Stored data entries —

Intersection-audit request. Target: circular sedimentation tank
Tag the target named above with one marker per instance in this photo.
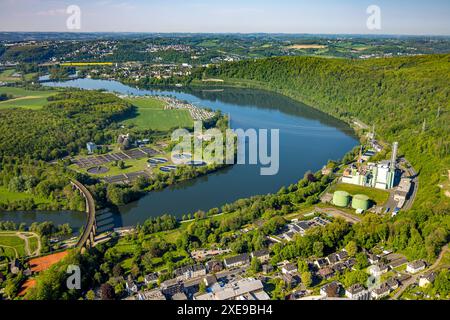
(360, 201)
(341, 198)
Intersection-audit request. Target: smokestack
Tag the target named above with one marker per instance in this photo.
(394, 155)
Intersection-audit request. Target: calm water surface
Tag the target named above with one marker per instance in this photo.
(308, 139)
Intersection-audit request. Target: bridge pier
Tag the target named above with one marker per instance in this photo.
(87, 239)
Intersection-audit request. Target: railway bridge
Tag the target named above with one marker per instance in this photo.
(87, 238)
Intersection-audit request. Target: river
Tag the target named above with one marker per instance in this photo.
(308, 139)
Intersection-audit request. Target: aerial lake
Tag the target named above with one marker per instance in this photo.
(308, 139)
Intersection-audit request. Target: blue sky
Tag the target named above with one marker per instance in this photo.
(246, 16)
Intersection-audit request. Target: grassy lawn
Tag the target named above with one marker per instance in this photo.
(30, 99)
(376, 195)
(131, 165)
(33, 243)
(151, 115)
(8, 196)
(6, 76)
(12, 244)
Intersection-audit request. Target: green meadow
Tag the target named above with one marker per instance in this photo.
(151, 115)
(23, 98)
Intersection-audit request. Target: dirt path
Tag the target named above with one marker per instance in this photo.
(25, 236)
(339, 214)
(17, 254)
(414, 278)
(27, 244)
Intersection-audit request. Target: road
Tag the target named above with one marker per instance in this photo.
(25, 237)
(339, 214)
(414, 183)
(90, 210)
(414, 278)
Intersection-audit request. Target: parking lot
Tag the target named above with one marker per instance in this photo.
(106, 158)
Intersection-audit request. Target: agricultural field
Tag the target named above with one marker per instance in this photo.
(9, 76)
(151, 115)
(9, 196)
(30, 99)
(131, 165)
(18, 244)
(376, 195)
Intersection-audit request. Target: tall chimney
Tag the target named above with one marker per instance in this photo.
(394, 154)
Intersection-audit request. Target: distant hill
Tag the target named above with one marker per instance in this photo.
(395, 94)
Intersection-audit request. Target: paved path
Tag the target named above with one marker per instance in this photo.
(25, 237)
(339, 214)
(90, 210)
(414, 278)
(17, 254)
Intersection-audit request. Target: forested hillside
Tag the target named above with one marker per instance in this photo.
(62, 127)
(397, 95)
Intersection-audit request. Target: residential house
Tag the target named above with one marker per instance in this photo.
(381, 292)
(357, 292)
(154, 294)
(151, 278)
(415, 266)
(172, 286)
(244, 289)
(180, 296)
(190, 272)
(342, 255)
(290, 268)
(373, 258)
(332, 258)
(392, 283)
(291, 280)
(330, 290)
(339, 267)
(214, 266)
(427, 279)
(267, 268)
(131, 286)
(262, 255)
(378, 269)
(321, 263)
(209, 280)
(350, 263)
(326, 273)
(237, 261)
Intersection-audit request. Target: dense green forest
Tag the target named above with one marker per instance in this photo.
(62, 127)
(407, 99)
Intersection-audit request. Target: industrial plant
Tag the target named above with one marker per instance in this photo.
(379, 175)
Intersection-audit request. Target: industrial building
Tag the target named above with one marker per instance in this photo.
(341, 199)
(379, 175)
(92, 147)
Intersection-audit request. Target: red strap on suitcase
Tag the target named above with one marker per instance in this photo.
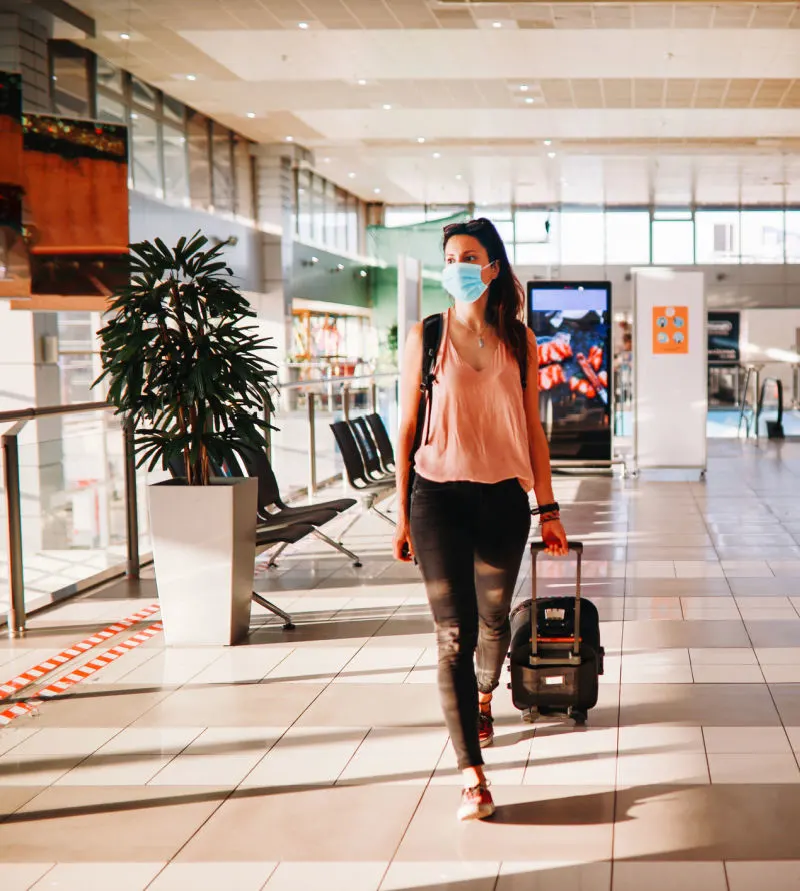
(537, 548)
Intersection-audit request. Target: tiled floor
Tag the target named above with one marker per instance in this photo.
(318, 758)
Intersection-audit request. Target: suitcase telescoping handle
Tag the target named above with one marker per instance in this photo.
(538, 547)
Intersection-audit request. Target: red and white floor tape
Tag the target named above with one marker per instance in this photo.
(9, 688)
(80, 674)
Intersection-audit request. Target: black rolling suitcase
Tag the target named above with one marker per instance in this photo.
(552, 669)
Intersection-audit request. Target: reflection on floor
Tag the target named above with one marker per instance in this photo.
(318, 758)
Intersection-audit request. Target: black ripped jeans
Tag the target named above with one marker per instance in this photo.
(469, 539)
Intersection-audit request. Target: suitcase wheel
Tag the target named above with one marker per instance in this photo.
(578, 717)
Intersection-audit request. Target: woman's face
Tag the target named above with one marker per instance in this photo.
(467, 249)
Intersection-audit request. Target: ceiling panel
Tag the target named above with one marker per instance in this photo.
(671, 97)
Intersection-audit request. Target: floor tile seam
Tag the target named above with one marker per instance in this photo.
(767, 685)
(619, 715)
(418, 805)
(173, 756)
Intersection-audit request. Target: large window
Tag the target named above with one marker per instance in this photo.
(176, 168)
(71, 84)
(199, 160)
(304, 205)
(716, 236)
(793, 236)
(762, 236)
(109, 110)
(317, 208)
(243, 176)
(628, 237)
(146, 155)
(222, 170)
(404, 216)
(341, 219)
(503, 219)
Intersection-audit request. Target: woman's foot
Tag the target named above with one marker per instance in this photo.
(485, 722)
(476, 803)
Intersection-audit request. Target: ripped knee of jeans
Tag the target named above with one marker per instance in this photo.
(455, 644)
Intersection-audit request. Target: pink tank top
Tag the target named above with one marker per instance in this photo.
(478, 429)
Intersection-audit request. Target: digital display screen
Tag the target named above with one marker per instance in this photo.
(572, 324)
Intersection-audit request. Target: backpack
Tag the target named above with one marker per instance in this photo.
(432, 328)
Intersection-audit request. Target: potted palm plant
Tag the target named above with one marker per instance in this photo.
(187, 370)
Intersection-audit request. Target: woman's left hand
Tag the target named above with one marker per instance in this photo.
(554, 536)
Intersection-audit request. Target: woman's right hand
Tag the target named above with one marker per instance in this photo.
(402, 546)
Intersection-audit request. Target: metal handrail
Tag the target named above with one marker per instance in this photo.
(762, 393)
(30, 414)
(17, 619)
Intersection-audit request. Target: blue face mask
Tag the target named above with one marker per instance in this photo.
(463, 281)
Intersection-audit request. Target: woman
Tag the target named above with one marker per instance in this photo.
(483, 450)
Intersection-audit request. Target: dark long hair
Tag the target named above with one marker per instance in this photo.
(506, 296)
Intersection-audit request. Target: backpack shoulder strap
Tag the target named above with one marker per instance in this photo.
(522, 355)
(431, 338)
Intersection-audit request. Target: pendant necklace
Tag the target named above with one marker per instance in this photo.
(481, 341)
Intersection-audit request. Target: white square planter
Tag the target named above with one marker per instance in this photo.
(204, 555)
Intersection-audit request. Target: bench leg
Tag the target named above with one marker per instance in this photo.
(287, 619)
(383, 516)
(338, 547)
(274, 556)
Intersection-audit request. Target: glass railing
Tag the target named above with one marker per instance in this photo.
(73, 507)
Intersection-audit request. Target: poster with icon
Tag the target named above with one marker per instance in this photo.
(670, 330)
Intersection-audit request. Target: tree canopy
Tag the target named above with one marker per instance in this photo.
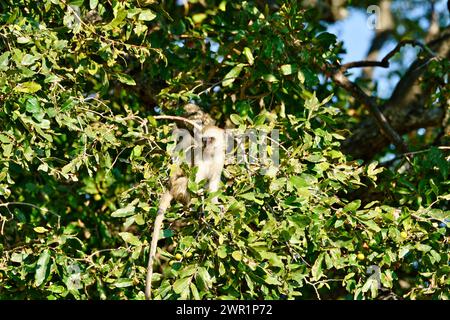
(358, 207)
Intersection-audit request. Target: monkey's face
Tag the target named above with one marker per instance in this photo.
(213, 141)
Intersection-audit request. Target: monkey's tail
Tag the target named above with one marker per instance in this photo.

What the task requires —
From the entries, copy out each line containing the word "path".

Response below —
Intersection-audit request. Target: dirt path
Intersection-audit request. Target: paved path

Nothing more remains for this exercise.